Exercise instructions | Translate this sentence from the notebook on BigQuery Standard SQL below into Spanish: "In Cloud Datalab, you can also save the query in a SQL module."

Selected passage |
>>>>
# BigQuery Standard SQL

The examples in this notebook introduce features of [BigQuery Standard SQL](https://cloud.google.com/bigquery/sql-reference/) and [BigQuery SQL Data Manipulation Language (beta)](https://cloud.google.com/bigquery/sql-reference/dml-syntax).  BigQuery Standard SQL is compliant with the SQL 2011 standard. You've already seen the use of `%%sql` in the [Hello BigQuery](Hello BigQuery.ipynb) notebook and ``%%bigquery`` in the [BigQuery Commands](BigQuery Commands.ipynb) notebook. By default, both of these magic commands will configure Google BigQuery to run queries using the legacy BigQuery dialect.  

# Querying Data

First, we will demonstrate how to use `%%sql` with the `dialect` option which is required to run queries using BigQuery Standard SQL.

In [1]:
%%sql -d standard
WITH UniqueNames2013 AS
(SELECT DISTINCT name
  FROM `bigquery-public-data.usa_names.usa_1910_2013`
  WHERE Year = 2013)
SELECT COUNT(*) FROM UniqueNames2013

f0_
9510


## SQL

In the example above, the SQL query was run directly via `%%sql`. In Cloud Datalab, you can also save the query in a SQL module. Here is the equivalent query:

In [2]:
%%sql --module UniqueNames2013
WITH UniqueNames AS
(SELECT DISTINCT name
  FROM `bigquery-public-data.usa_names.usa_1910_2013`
  WHERE Year = 2013)
<<<<
Provided material |
>>>>
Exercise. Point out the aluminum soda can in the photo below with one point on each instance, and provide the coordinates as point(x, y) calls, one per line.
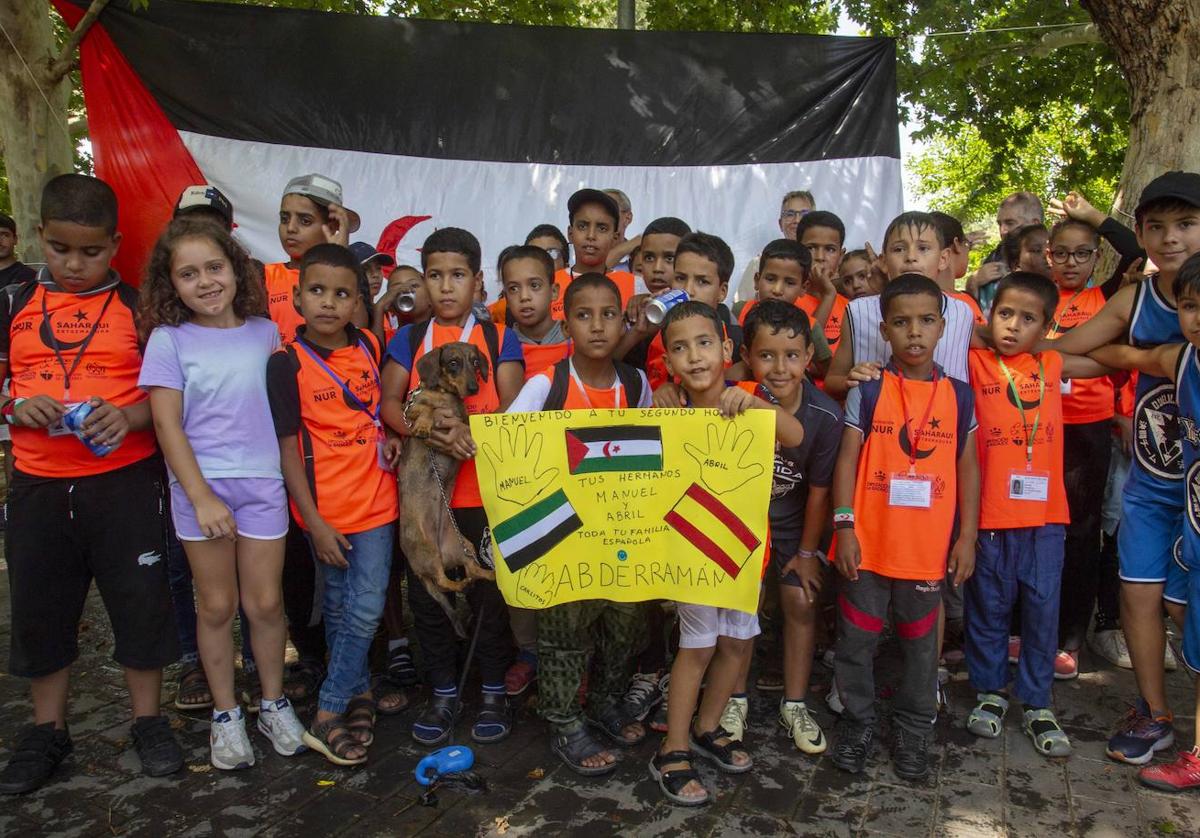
<<<<
Result | En Cloud Datalab, también puedes guardar la consulta en un módulo SQL.